[Start Article]

Heidegger presents what motivates us to bring the word to word in two ways. First, this need is rooted in the human being's fundamental structure of thrownness. Second, the need makes itself manifest through translation. My reading expands upon these two explanations of how we come to experience this entanglement, arguing that everyday communication regularly offers such experiences and demands that we modify, therefore temporarily distancing ourselves from, given language inheritances. The dissertation employs three other theorists, Roman Jakobson, Judith Butler, and Julia Kristeva, to flesh out how this need naturally arises in ordinary language development.

[End Article]
[Start Information supplied]

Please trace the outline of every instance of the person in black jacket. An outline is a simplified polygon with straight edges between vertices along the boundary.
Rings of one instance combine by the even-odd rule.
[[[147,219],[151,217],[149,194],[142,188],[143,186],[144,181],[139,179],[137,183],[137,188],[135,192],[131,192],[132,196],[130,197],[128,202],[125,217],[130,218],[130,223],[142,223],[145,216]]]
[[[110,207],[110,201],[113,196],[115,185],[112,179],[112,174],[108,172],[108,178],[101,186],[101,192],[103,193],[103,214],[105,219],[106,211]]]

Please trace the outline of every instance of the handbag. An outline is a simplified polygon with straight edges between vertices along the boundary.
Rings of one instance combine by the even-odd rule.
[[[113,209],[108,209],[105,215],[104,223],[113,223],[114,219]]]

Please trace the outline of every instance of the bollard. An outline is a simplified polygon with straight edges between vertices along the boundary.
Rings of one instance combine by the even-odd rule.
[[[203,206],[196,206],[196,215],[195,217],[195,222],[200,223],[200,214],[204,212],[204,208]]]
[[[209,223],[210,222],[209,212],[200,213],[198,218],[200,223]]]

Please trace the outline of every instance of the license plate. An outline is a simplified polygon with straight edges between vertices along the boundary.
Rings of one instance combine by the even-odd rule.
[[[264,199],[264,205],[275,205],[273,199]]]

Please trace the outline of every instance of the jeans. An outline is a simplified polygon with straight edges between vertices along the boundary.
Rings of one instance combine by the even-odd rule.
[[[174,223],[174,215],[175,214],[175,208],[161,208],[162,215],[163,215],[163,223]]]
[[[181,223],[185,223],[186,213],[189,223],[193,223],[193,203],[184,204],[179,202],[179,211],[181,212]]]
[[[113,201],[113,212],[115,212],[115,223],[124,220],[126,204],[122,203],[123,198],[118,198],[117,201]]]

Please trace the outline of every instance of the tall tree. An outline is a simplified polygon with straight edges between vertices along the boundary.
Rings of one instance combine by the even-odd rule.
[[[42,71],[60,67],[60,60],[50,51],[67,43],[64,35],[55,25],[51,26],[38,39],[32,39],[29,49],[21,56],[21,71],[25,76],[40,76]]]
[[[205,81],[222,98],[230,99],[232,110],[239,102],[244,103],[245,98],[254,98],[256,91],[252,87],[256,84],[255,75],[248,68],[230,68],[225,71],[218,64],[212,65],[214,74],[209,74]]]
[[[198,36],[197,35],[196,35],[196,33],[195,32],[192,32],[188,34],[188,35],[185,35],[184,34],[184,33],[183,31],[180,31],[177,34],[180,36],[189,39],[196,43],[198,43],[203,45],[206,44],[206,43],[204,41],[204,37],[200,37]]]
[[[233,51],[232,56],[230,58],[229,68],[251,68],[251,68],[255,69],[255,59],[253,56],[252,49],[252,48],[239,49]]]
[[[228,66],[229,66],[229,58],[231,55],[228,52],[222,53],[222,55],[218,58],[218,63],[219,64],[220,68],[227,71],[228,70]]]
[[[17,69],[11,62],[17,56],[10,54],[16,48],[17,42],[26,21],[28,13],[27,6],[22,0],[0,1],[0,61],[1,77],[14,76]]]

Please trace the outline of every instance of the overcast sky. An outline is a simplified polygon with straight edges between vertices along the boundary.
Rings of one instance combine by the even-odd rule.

[End Information supplied]

§ **Directives**:
1 > In the passage on Heidegger, which three theorists does the dissertation employ?
2 > Identify each line of the records that contains the word "black", and copy those lines.
The records are unrelated to the passage on Heidegger.

§ **Answers by task**:
1 > Roman Jakobson, Judith Butler, and Julia Kristeva.

2 >
Please trace the outline of every instance of the person in black jacket. An outline is a simplified polygon with straight edges between vertices along the boundary.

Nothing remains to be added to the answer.